■ Task goal: Write out, word for word, every line from the one containing "eyelash. Write the coordinates, one line per instance." through the last line of the records below, both ends included.

Dataset excerpts on object pointing:
::::
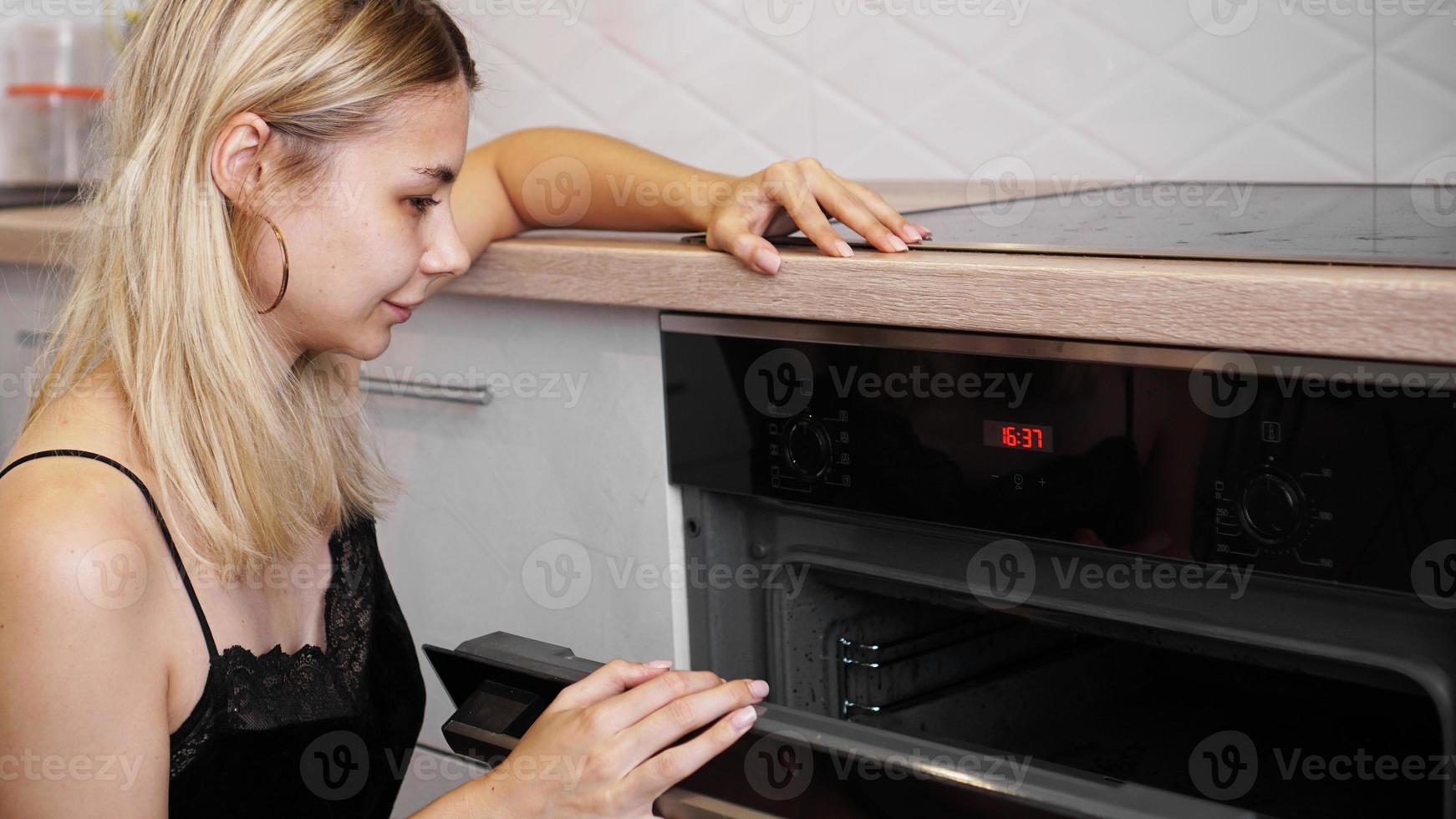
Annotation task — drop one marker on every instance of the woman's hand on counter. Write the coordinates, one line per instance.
(604, 746)
(802, 196)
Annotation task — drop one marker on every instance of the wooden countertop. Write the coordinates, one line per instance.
(1353, 312)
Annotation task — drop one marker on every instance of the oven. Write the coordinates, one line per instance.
(1011, 577)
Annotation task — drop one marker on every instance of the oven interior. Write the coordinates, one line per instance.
(1097, 695)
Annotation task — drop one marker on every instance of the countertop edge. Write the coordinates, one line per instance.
(1331, 310)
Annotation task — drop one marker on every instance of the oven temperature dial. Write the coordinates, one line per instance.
(807, 447)
(1271, 506)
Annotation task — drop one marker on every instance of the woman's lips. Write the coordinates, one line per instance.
(400, 310)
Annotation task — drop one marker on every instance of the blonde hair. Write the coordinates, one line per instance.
(251, 455)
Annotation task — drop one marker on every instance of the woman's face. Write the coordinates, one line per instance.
(373, 237)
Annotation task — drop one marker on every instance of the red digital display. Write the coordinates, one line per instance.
(1010, 435)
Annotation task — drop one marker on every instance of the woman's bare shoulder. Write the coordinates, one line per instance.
(64, 516)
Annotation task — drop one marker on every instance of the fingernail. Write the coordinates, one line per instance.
(766, 261)
(743, 718)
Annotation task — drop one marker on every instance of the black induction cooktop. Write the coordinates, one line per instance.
(1342, 224)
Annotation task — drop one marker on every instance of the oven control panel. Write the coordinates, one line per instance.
(1280, 465)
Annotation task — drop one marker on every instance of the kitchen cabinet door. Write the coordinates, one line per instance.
(545, 512)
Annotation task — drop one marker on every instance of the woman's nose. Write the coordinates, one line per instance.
(447, 255)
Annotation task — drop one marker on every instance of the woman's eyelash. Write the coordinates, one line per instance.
(423, 202)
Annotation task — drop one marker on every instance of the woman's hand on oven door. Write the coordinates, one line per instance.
(604, 746)
(801, 196)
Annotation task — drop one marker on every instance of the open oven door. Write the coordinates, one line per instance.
(792, 762)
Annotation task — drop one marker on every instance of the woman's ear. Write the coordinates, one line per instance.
::::
■ In response:
Annotation task — drop one marker on every instance of the woman's eyelash. Write the coordinates, one line per instance.
(423, 202)
Annotation task — drop one marker on every instance of the woman's hand on oven door. Write the coordinates, one line per instance.
(604, 746)
(801, 196)
Annotation task — drop one marker on every instance of the open oven door. Write the coordinates, one line per instance.
(792, 762)
Annotation task — drop one marker on every instance of the woman's ear. Write the coordinates, one line per instance.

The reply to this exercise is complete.